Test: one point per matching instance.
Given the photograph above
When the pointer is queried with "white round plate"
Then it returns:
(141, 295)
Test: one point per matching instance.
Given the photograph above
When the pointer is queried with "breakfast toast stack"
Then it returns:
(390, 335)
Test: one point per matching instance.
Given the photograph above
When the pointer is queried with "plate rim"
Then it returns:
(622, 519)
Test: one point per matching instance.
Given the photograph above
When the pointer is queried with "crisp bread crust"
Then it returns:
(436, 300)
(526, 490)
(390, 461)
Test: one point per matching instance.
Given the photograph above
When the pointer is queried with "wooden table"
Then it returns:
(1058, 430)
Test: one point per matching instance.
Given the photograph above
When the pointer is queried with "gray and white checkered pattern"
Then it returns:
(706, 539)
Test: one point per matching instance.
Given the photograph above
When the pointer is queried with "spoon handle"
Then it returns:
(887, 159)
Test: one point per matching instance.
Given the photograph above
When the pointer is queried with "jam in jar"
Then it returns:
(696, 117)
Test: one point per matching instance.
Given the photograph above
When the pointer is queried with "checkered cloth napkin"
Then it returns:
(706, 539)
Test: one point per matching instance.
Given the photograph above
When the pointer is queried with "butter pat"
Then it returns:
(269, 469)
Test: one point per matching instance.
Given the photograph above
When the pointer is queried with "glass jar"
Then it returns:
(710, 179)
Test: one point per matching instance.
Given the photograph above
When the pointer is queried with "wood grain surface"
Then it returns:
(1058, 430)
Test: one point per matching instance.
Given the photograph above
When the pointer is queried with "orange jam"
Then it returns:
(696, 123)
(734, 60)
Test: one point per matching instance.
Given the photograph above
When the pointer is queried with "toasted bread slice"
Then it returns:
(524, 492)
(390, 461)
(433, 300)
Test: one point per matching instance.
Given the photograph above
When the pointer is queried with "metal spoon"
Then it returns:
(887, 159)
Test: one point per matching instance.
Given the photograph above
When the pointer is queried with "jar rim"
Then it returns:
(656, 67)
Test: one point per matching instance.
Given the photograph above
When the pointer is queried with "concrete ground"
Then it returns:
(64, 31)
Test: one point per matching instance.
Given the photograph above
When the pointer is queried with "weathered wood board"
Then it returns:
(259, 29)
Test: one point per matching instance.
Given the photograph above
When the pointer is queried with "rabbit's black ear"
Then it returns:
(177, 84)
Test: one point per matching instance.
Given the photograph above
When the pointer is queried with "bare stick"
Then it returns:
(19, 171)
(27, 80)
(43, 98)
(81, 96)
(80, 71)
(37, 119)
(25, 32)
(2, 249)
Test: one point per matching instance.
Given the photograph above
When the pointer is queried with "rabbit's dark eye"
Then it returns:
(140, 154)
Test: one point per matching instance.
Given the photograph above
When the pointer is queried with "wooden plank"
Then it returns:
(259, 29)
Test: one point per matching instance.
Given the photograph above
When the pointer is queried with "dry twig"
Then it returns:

== WHAT YOU HAVE TO DO ==
List each line of the records above that contains the string "spoon", matching case.

== WRITTEN ANSWER ==
When the pointer is queried with "spoon handle"
When the pointer is queried with "metal spoon"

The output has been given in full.